Given exercise: Copy nothing but the text: reproduce each line of the listing exactly and leave the pictures out.

— start of Material to process —

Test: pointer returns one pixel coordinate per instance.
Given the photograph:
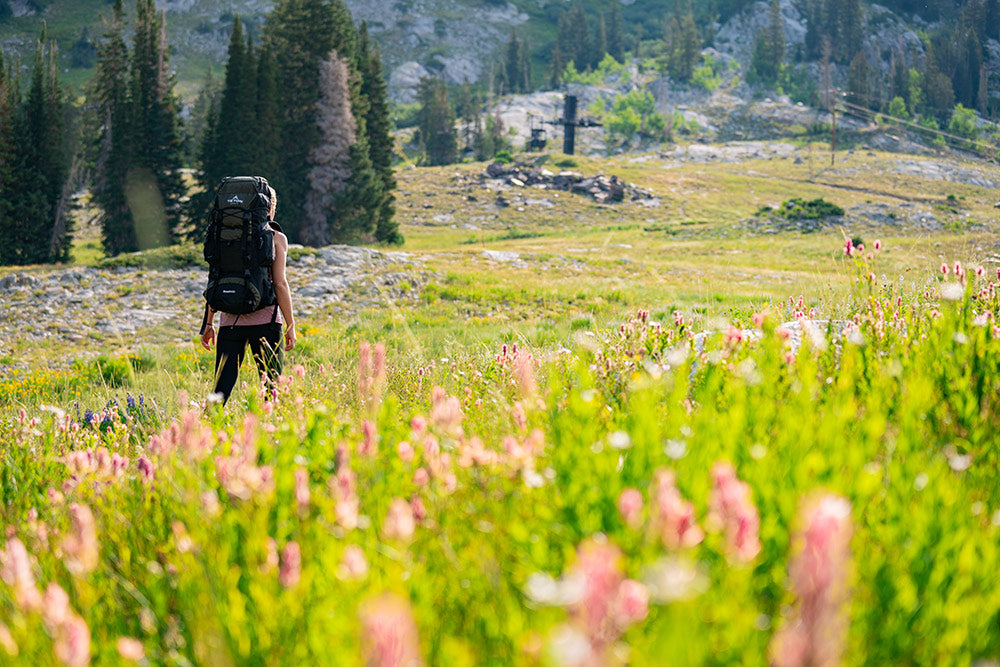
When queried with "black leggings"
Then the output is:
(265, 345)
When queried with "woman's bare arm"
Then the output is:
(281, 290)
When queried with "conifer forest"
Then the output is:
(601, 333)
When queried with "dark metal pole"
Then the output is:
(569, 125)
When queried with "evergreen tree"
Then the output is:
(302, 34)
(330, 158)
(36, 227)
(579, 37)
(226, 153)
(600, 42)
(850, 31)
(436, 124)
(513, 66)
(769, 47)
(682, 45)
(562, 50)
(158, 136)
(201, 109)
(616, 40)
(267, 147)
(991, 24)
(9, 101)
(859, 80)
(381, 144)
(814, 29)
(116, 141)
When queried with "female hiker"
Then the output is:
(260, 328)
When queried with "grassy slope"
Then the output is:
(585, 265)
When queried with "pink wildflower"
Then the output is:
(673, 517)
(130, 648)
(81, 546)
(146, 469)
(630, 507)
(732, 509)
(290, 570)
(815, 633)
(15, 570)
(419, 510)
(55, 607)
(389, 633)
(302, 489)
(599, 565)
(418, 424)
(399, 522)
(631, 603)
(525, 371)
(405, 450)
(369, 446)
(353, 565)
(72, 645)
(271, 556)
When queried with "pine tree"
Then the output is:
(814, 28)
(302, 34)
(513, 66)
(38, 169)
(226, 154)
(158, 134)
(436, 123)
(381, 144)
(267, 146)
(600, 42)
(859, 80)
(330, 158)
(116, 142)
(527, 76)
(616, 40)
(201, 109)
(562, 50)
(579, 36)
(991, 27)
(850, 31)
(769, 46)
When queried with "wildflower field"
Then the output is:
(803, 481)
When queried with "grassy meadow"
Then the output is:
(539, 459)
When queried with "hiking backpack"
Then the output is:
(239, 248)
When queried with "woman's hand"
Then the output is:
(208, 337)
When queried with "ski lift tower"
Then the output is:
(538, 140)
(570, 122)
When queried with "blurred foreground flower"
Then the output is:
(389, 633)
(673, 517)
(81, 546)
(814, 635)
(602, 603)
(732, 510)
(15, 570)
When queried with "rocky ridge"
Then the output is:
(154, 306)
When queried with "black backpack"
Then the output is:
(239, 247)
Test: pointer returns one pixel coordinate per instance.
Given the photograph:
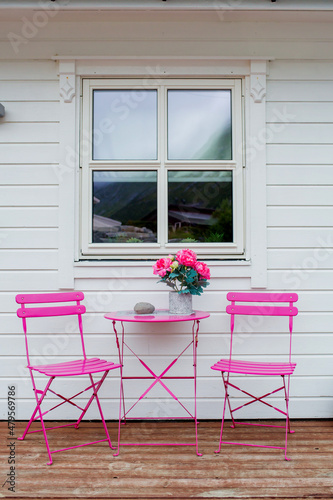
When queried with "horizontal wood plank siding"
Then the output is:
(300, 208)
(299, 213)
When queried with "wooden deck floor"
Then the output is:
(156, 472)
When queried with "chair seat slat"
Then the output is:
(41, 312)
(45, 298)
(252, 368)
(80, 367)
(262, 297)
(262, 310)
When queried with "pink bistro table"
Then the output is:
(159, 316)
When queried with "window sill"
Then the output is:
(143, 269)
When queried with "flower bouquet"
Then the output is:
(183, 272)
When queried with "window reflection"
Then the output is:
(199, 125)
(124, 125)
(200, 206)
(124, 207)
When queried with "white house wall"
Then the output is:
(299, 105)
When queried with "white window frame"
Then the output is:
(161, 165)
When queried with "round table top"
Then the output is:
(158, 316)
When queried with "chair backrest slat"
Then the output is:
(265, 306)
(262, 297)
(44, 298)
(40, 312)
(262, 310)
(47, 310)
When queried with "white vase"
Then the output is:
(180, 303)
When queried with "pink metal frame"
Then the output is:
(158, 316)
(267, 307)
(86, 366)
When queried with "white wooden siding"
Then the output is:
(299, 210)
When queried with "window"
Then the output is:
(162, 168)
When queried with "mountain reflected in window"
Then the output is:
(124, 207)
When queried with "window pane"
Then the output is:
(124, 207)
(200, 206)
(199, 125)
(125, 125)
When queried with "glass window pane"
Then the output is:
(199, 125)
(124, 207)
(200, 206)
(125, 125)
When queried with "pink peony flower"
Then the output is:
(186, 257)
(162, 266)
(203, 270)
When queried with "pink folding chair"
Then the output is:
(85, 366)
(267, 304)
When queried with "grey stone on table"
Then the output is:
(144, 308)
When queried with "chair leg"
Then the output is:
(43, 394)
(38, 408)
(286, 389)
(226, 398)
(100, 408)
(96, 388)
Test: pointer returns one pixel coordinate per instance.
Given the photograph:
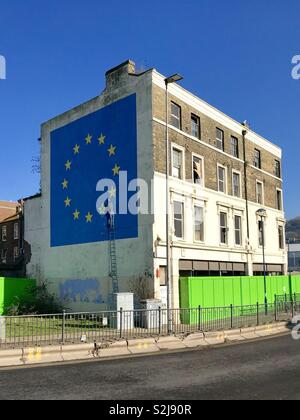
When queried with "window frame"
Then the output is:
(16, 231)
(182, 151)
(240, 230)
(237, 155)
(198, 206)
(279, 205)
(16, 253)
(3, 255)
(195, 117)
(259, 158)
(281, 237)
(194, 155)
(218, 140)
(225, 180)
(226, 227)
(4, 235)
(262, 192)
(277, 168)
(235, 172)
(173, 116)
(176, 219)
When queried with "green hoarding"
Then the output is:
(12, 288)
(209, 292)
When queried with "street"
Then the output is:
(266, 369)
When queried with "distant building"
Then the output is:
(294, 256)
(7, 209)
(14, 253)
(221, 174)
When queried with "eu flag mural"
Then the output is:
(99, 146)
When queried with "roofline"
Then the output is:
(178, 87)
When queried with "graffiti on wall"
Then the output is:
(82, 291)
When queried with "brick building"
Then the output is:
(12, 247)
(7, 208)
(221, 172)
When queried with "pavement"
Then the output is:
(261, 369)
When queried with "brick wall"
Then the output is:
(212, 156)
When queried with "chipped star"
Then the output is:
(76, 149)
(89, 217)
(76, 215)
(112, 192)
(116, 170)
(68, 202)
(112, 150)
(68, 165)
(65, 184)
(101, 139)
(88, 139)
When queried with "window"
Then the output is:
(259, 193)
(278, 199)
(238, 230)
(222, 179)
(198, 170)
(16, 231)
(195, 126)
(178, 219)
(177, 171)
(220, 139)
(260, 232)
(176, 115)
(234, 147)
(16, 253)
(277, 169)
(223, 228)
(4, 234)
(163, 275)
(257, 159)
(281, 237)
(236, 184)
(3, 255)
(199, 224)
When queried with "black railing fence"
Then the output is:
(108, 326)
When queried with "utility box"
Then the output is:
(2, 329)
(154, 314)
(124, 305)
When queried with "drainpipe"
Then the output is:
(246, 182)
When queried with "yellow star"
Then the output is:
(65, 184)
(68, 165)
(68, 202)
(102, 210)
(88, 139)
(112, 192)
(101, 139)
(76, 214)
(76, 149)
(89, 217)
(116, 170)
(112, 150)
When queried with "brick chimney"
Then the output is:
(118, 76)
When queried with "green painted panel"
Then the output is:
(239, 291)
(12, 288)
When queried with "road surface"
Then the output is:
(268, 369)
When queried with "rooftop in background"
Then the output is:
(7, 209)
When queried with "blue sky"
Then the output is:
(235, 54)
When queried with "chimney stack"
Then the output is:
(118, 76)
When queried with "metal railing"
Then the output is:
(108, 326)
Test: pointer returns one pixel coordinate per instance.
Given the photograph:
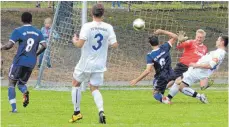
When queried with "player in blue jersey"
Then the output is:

— end of Material to process —

Solved problem:
Test: pointer returns one pixel coordinate per instance.
Given the photograph:
When queried with "black leggings"
Then the output is:
(265, 345)
When queried with "woman's bare arm"
Then the output is:
(281, 290)
When queried with "conifer forest"
Then the output is:
(601, 333)
When queried with "dark metal pole"
Then the output is:
(569, 125)
When queried with "evergreen tree"
Then the output is:
(302, 34)
(330, 158)
(36, 227)
(579, 37)
(226, 153)
(600, 42)
(850, 31)
(436, 124)
(513, 66)
(769, 47)
(682, 45)
(562, 50)
(158, 136)
(201, 109)
(616, 40)
(267, 147)
(991, 24)
(9, 101)
(859, 80)
(381, 144)
(814, 29)
(116, 141)
When queried with "female hiker"
Then the output is:
(260, 328)
When queried with "grassy slope"
Then the output is:
(585, 265)
When queried with "pink wildflower"
Then the output is:
(673, 517)
(130, 648)
(81, 546)
(146, 469)
(630, 507)
(732, 509)
(290, 570)
(815, 633)
(15, 570)
(419, 510)
(55, 607)
(389, 633)
(302, 489)
(599, 565)
(418, 424)
(399, 522)
(631, 603)
(525, 371)
(405, 450)
(369, 446)
(353, 565)
(72, 645)
(271, 556)
When queried with "pine tree"
Then the output is:
(814, 28)
(302, 34)
(513, 66)
(38, 169)
(226, 154)
(158, 134)
(436, 123)
(381, 144)
(267, 146)
(600, 42)
(859, 80)
(330, 158)
(116, 142)
(527, 76)
(616, 40)
(201, 109)
(562, 50)
(579, 36)
(991, 27)
(850, 31)
(769, 46)
When queried with "wildflower field"
Then the output is:
(803, 481)
When queried with "grassy meadow"
Then the output is:
(539, 459)
When queried with "hiking backpack"
Then the output is:
(239, 248)
When queried with "woman's hand"
Then the output is:
(208, 337)
When queried with "ski lift tower"
Then the output is:
(538, 140)
(570, 122)
When queried with "blurred foreground flower"
Then the output is:
(389, 633)
(673, 517)
(81, 546)
(814, 635)
(602, 603)
(732, 510)
(15, 570)
When queried with "rocky ridge"
Then the output is:
(154, 306)
When queried with "black backpack"
Then the output is:
(239, 247)
Test: pointer returns one pixel coordinate per instance.
Given the photograph:
When queried with "horizontal wood plank siding"
Then the output is:
(300, 208)
(299, 213)
When queried with "wooden deck floor"
Then the output is:
(156, 472)
When queried with "chair seat slat"
Then the output is:
(41, 312)
(45, 298)
(252, 368)
(80, 367)
(262, 297)
(262, 310)
When queried with "pink bistro table"
Then the output is:
(159, 316)
When queried with "window sill"
Then the output is:
(143, 269)
When queried with "flower bouquet"
Then the output is:
(183, 272)
When queried with "window reflection"
Then the output is:
(199, 125)
(124, 125)
(200, 206)
(124, 207)
When queried with "white house wall"
Then the output is:
(299, 105)
When queried with "white window frame"
Then the output is:
(161, 165)
When queried with "round table top"
Then the output is:
(158, 316)
When queried with "chair backrest slat"
Then the output is:
(265, 306)
(262, 297)
(44, 298)
(40, 312)
(262, 310)
(47, 310)
When queried with "white vase"
Then the output is:
(180, 303)
When queried with "pink metal frame"
Then the output is:
(158, 316)
(267, 307)
(86, 366)
When queried with "white wooden siding"
Then the output is:
(299, 210)
When queried with "window"
Then the output is:
(162, 168)
When queried with "mountain reflected in window"
Then the output is:
(124, 207)
When queried with "window pane"
Then the output is:
(124, 207)
(200, 206)
(199, 125)
(125, 125)
When queried with "glass window pane"
Then the output is:
(199, 125)
(124, 207)
(200, 206)
(125, 125)
When queried with "pink peony flower"
Then the output is:
(186, 257)
(162, 266)
(203, 270)
When queried with "pink folding chair"
Then the output is:
(85, 366)
(267, 304)
When queried with "grey stone on table"
Then the output is:
(144, 308)
When queried with "chair leg"
Then the output is:
(43, 394)
(38, 408)
(286, 389)
(226, 398)
(100, 408)
(96, 388)
Test: pointer returns one pixel coordinate per instance.
Given the photograph:
When queried with "window frame"
Then the output is:
(16, 231)
(182, 151)
(240, 230)
(237, 155)
(198, 206)
(279, 205)
(16, 253)
(3, 255)
(195, 117)
(259, 158)
(281, 237)
(194, 155)
(218, 140)
(225, 180)
(226, 227)
(4, 235)
(262, 192)
(277, 168)
(235, 172)
(173, 116)
(176, 219)
When queried with "green hoarding"
Then the output is:
(12, 288)
(209, 292)
When queried with "street"
Then the output is:
(266, 369)
When queried with "distant building"
Then the output is:
(294, 256)
(7, 209)
(14, 253)
(221, 174)
When queried with "eu flag mural"
Then the output is:
(99, 146)
When queried with "roofline"
Then the output is:
(178, 87)
When queried with "graffiti on wall"
Then the output is:
(82, 291)
When queried with "brick building"
Then the output is:
(12, 247)
(7, 208)
(221, 172)
When queried with "pavement"
Then the output is:
(261, 369)
When queried with "brick wall"
Then the output is:
(212, 156)
When queried with "chipped star"
Then the output is:
(76, 149)
(89, 217)
(76, 215)
(112, 192)
(116, 170)
(68, 202)
(112, 150)
(68, 165)
(65, 184)
(101, 139)
(88, 139)
When queried with "window"
Then the output is:
(259, 193)
(278, 199)
(238, 230)
(222, 179)
(198, 170)
(16, 231)
(195, 126)
(178, 219)
(177, 171)
(220, 139)
(260, 232)
(176, 115)
(234, 147)
(16, 253)
(277, 169)
(223, 228)
(4, 234)
(163, 275)
(257, 159)
(281, 237)
(236, 184)
(3, 255)
(199, 224)
When queried with "black railing fence"
Then the output is:
(108, 326)
When queried with "utility box"
Then the output is:
(2, 329)
(154, 314)
(124, 305)
When queried with "drainpipe"
Then the output is:
(246, 182)
When queried with "yellow star"
Then the output is:
(65, 184)
(68, 165)
(68, 202)
(102, 210)
(88, 139)
(112, 192)
(101, 139)
(76, 214)
(76, 149)
(89, 217)
(116, 170)
(112, 150)
When queried with "brick chimney"
Then the output is:
(118, 76)
When queried with "green painted panel"
Then the output is:
(239, 291)
(12, 288)
When queried with "road surface"
Then the output is:
(268, 369)
When queried with "rooftop in background"
Then the output is:
(7, 209)
When queried with "blue sky"
Then the output is:
(235, 54)
When queried with "chimney stack"
Then the output is:
(118, 76)
When queried with "metal railing"
Then the output is:
(108, 326)
Test: pointer returns one pixel coordinate per instance.
Given the photograph:
When queried with "player in blue jersey"
Then the output is:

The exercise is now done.